▶ **The task**
Rewrite the listing below with every "point out" changed to "mark", leaving everything else as it is. Leave the pictures out.
>>
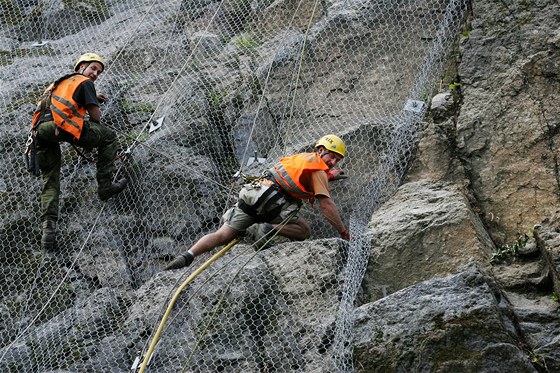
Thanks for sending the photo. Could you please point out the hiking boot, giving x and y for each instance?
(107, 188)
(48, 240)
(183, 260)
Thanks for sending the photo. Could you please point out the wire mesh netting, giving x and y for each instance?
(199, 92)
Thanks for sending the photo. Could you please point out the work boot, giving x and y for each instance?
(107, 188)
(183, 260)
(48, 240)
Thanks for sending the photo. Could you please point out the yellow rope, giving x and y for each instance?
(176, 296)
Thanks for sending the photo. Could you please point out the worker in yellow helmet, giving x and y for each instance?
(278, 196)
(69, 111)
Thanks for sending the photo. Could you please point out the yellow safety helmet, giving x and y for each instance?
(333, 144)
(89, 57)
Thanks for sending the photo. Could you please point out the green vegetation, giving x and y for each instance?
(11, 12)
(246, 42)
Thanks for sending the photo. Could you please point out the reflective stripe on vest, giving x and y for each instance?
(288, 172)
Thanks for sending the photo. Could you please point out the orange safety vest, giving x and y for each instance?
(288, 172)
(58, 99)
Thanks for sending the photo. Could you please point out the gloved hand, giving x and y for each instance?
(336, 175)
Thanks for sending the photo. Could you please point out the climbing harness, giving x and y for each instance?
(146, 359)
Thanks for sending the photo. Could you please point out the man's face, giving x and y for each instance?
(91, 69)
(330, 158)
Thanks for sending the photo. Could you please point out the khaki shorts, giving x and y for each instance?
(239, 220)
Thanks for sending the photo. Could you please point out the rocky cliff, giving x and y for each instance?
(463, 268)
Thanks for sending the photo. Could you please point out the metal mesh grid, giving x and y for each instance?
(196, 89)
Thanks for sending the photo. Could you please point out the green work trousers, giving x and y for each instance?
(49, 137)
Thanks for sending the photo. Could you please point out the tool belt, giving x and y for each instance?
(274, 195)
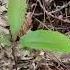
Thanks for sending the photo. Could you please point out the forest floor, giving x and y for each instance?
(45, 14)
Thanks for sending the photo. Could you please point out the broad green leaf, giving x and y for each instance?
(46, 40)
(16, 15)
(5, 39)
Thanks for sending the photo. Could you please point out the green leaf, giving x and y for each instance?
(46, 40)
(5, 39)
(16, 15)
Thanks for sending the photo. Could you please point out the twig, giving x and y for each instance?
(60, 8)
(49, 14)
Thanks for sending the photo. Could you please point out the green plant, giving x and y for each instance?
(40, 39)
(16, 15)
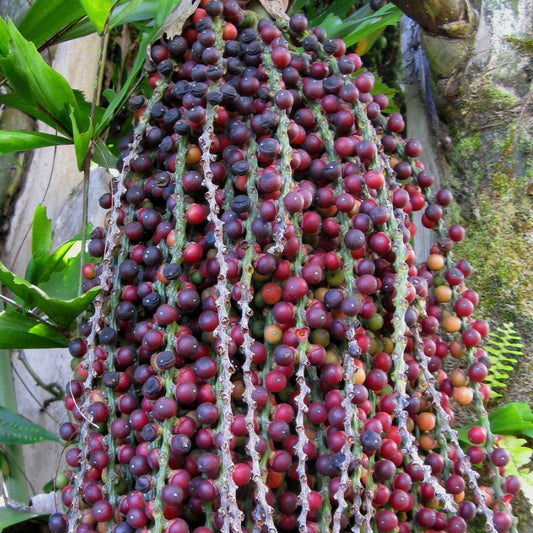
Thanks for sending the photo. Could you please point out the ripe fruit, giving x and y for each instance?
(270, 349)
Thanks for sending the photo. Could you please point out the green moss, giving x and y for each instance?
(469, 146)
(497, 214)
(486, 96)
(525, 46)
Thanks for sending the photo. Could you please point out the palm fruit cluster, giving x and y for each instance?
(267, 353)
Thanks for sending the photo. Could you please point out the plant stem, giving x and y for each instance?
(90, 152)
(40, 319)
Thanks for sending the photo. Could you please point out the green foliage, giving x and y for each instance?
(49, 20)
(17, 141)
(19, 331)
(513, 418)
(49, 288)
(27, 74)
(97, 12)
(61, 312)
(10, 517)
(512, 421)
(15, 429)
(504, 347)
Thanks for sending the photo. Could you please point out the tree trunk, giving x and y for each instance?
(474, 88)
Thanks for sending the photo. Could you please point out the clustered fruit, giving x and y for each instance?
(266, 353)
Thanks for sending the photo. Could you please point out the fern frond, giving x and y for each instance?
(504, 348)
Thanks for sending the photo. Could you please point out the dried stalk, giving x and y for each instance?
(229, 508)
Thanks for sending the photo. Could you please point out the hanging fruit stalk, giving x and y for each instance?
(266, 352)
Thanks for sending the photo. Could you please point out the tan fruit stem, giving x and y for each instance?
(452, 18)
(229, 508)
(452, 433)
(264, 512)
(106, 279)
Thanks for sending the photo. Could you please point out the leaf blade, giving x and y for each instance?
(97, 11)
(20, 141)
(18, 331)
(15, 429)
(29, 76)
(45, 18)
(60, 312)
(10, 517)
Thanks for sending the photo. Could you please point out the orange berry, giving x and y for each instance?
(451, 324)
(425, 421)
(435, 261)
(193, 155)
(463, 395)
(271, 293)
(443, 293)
<<
▶ **Worked solution**
Thanks for sending the photo. Could you please mark the hiking boot, giving x and y for each instance?
(107, 188)
(48, 240)
(183, 260)
Thanks for sending the photo. Could you please mark the wire mesh netting, giving x and y for each instance?
(199, 92)
Thanks for sending the photo. Could you please mark the work boot, giving x and y for each instance?
(107, 188)
(183, 260)
(48, 240)
Thanks for sending the photo. Could you please mark the yellow rope, giving x and y for each instance?
(176, 296)
Thanks for sending the photo. Could you please mark the worker in yellow helmet, giving x and y for each instance?
(278, 196)
(69, 111)
Thanks for sending the photo. Could you please mark the yellow safety helmet, giving x and y for each instance?
(333, 144)
(89, 57)
Thanks for sending the photo. Could you please mark the green vegetation, giving x and y for each instance?
(11, 12)
(246, 42)
Thanks for sending the photo. Could you please mark the reflective stripe on vest, giving x and y for each instance?
(288, 172)
Thanks for sending the photo. Could you please mark the orange safety vest, giving x and y for each instance?
(288, 172)
(58, 99)
Thanks for sending the photo. Could you please mark the gloved hand, giving x and y for each instance?
(336, 175)
Thanks for sending the photo. Could you please mark the climbing harness, giving x and y for each instance?
(146, 359)
Thanks for sending the photo. Could you please mark the man's face, giving x and y for each instance?
(91, 69)
(330, 158)
Thanks for sending the photo. Could you please mark the khaki shorts, giving x and y for each instance?
(239, 220)
Thanks for sending the photo. Could you please mark the rocky cliff, giving x and y for each instance?
(463, 268)
Thanks for sending the photo. Could you please mark the metal mesh grid, giving x and y for each instance?
(196, 89)
Thanks for sending the photo. Could you please mark the green work trousers, giving x and y for each instance?
(49, 137)
Thanks for sending the photo. Could you please mark the tool belt, giving x and y for each instance?
(274, 195)
Thanks for sending the photo. Could you please mark the forest floor, giving x and y for each instance?
(45, 14)
Thanks for sending the photo. Could you please mark the broad green leaf, giving x and y for each instance?
(46, 40)
(16, 15)
(5, 39)
Thanks for sending the photo. Could you please mark the green leaf, giving x and y for each instance?
(46, 40)
(5, 39)
(16, 15)
Thanks for sending the photo. Could you please mark the twig, giving x and y for each instance?
(60, 8)
(49, 14)
Thanks for sending the photo. Could you please mark the green plant, giving x and y for each instance?
(40, 39)
(16, 15)
Thanks for sending the photo. Could you please mark the ripe fruit, giving x and y for each instance?
(270, 349)
Thanks for sending the photo. Could you please mark the green moss, giving x and y for each instance?
(469, 146)
(497, 214)
(486, 96)
(525, 46)
Thanks for sending the photo. Could you please mark the palm fruit cluster, giving x and y for each instance?
(267, 353)
Thanks for sending the photo. Could you please mark the plant stem, giving x and y for each instance?
(90, 152)
(40, 319)
Thanks for sending the photo. Could you please mark the green foliage, giving x and y for each instance?
(49, 20)
(17, 141)
(19, 331)
(513, 418)
(49, 288)
(27, 74)
(97, 12)
(61, 312)
(10, 517)
(512, 421)
(15, 429)
(504, 347)
Thanks for sending the photo. Could you please mark the tree trunk, giving x and y for each instance?
(474, 88)
Thanks for sending the photo. Could you please mark the clustered fruit, giving x and y for each instance?
(266, 353)
Thanks for sending the photo. Could you please mark the fern frond, giving x and y for each instance?
(504, 348)
Thanks for sending the photo. Could you please mark the dried stalk, giving x and y for each instance?
(229, 508)
Thanks for sending the photo. Could you please mark the hanging fruit stalk, giving x and y for each instance?
(266, 352)
Thanks for sending the photo. Could you please mark the tan fruit stem, giving x and y for each instance?
(452, 18)
(229, 508)
(452, 433)
(264, 512)
(106, 279)
Thanks for sending the photo. Could you please mark the leaf blade, giving x and y for each instance?
(97, 11)
(20, 141)
(18, 331)
(15, 429)
(29, 76)
(45, 18)
(60, 312)
(10, 517)
Thanks for sending the photo. Could you please mark the orange berry, giving x and y for each instance?
(451, 324)
(425, 421)
(435, 261)
(193, 155)
(463, 395)
(271, 293)
(443, 293)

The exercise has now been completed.